**Text section**
Edwards acknowledges reality, smacks Democrats

He may be out to lunch on desirable policy preferences and not exactly honest, but Democrat former Gov. John Bel Edwards knows how to spot whether a campaign is winnable, to the chagrin of Louisiana Democrats and perhaps the delight of Republican incumbent Sen. Bill Cassidy.

Edwards bludgeoned the fantasies of some in his party when this week he declared he would not be a candidate for the U.S. Senate in 2026. He was the last Democrat to win statewide office, leading to the wild hope that he would enter the race and, as in both his gubernatorial victories in 2015 and 2019, keep out of the way as internecine Republican battles could permit him to sneak into office.

That became a pipe dream when, during his second term, Edwards took off the mask and showed his true leftist ideologue self. He won twice because he was a fraud, trying to convey the impression he was some kind of centrist, even conservative (only in the context of the extremists controlling his party nationally) while governing from left-of-center to the far left, depending on the issue, carrying himself as a blank slate in his first campaign and in his first term keeping in the dark or fooling enough people who didn’t follow closely enough politics to narrowly gain reelection.

But in that second term he revealed his true leftism, which when forcibly revisited in a campaign for the Senate by the Republican nominee would destroy any chance he had for winning. Worse for him, running for a national office as compared to a state-level politicians expands the issue playing field that throws into even sharper relief his leftist ideology concerning which the Louisiana public generally is largely hostile. He might not even have won his own party primary if a prominent black politician chose to run, given the healthy majority of black Democrat registrants. All in all, only for an ego boost would he have committed time and resources to end up ultimately hammered at the ballot box.

**Instruction 1**
From the listing below, pull out every line that contains the string "green", matching case exactly.

**The records**

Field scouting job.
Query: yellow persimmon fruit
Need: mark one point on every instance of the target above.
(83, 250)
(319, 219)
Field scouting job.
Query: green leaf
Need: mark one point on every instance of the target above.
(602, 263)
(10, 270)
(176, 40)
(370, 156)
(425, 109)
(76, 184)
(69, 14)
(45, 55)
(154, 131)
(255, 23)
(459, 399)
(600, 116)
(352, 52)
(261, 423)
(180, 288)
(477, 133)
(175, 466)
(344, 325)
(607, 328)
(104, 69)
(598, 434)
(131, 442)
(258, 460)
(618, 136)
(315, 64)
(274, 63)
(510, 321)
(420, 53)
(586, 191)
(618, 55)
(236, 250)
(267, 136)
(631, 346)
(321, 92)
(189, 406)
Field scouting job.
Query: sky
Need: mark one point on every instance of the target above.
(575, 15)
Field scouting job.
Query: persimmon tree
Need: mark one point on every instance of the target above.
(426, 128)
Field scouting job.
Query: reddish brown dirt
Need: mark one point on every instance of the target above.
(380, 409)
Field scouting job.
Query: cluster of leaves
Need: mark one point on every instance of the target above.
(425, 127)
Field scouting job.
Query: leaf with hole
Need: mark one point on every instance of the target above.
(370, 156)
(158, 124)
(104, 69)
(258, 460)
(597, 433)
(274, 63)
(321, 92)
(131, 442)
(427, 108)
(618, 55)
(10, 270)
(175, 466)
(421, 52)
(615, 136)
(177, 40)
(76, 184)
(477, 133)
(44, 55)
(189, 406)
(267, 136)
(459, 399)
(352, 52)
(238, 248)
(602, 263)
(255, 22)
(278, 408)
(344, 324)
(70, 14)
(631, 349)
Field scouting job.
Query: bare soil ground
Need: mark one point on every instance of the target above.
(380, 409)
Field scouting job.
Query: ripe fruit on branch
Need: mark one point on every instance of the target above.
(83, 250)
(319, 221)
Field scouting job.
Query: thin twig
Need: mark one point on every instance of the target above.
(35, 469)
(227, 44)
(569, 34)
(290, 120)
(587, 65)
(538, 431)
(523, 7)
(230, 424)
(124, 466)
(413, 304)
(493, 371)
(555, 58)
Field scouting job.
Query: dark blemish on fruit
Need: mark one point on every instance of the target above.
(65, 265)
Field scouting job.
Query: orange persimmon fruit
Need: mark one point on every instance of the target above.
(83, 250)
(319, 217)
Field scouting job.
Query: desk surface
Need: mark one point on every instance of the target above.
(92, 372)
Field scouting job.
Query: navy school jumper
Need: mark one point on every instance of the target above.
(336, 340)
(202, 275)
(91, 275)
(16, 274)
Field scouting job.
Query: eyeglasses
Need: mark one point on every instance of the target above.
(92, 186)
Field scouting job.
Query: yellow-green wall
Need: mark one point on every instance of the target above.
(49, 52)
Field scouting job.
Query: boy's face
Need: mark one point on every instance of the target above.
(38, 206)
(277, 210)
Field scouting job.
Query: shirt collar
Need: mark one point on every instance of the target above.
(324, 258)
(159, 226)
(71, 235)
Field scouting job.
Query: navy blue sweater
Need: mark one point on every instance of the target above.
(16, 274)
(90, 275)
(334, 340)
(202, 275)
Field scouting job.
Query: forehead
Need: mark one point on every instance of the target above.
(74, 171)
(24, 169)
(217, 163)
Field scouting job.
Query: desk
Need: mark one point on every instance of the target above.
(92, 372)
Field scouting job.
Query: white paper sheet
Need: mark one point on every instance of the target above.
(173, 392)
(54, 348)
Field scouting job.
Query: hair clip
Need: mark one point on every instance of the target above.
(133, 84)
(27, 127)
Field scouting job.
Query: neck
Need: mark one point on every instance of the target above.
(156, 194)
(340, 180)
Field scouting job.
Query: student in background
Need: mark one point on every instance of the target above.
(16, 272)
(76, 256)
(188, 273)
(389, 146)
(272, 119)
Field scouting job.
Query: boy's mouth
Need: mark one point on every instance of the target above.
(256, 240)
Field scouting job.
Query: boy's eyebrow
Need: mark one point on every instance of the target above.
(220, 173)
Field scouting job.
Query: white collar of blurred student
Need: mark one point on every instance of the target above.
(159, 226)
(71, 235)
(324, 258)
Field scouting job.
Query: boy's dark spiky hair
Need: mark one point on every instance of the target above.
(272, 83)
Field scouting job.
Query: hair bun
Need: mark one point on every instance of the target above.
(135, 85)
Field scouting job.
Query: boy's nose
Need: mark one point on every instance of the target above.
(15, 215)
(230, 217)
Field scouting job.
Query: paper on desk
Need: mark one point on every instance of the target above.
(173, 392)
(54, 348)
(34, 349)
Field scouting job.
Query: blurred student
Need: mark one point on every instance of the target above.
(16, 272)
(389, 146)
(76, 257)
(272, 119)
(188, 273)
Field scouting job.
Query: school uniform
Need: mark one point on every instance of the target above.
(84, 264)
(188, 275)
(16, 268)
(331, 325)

**Instruction 2**
Write what comes next in the column above on John Bel Edwards declining a 2026 U.S. Senate run, picking up after its final sentence.

**Exercise response 1**
Query: green leaf
Query: yellow-green wall

**Exercise response 2**
With him setting aside further ego massaging, Louisiana Democrats have a decision to make: do they slide expectations of capturing Cassidy’s seat from unrealistic to nonexistent by coalescing around some bench warmer – and that’s all the kind of candidates the party has at its disposal for a statewide office – who at least can marginally keep the brand relevant while not embarrassing it, or do they try to cut losses by surreptitiously backing Cassidy in the hopes of denying an absolutely solid full spectrum conservative a victory. The latter strategy could come about by activists changing their party registrations to none or independent and then voting in the semi-closed Republican primary and (almost certain) runoff for Cassidy (who likely would make a runoff for the party nomination), hoping their numbers are enough to swing the election away from a Cassidy GOP opponent.

Probably not. If the party has any chance of reclaiming any policy-making power, it must run candidates that eschew the far left wackiness of national party leaders and elected officials whose agenda would drive even more Louisianans away from it and many of them into the arms of the GOP. That means no bong-hitters, dilletantes, or spacemen can be allowed to win the nomination if the party wants to convey a seriousness as an alternative to voters that can stem the hemorrhaging Democrats have experienced that have made them a rump force in state politics most often ignorable in policy-making. And that means no attempt at an “Operation Chaos” in the quest to ensure a credible nominee emerges for Democrats.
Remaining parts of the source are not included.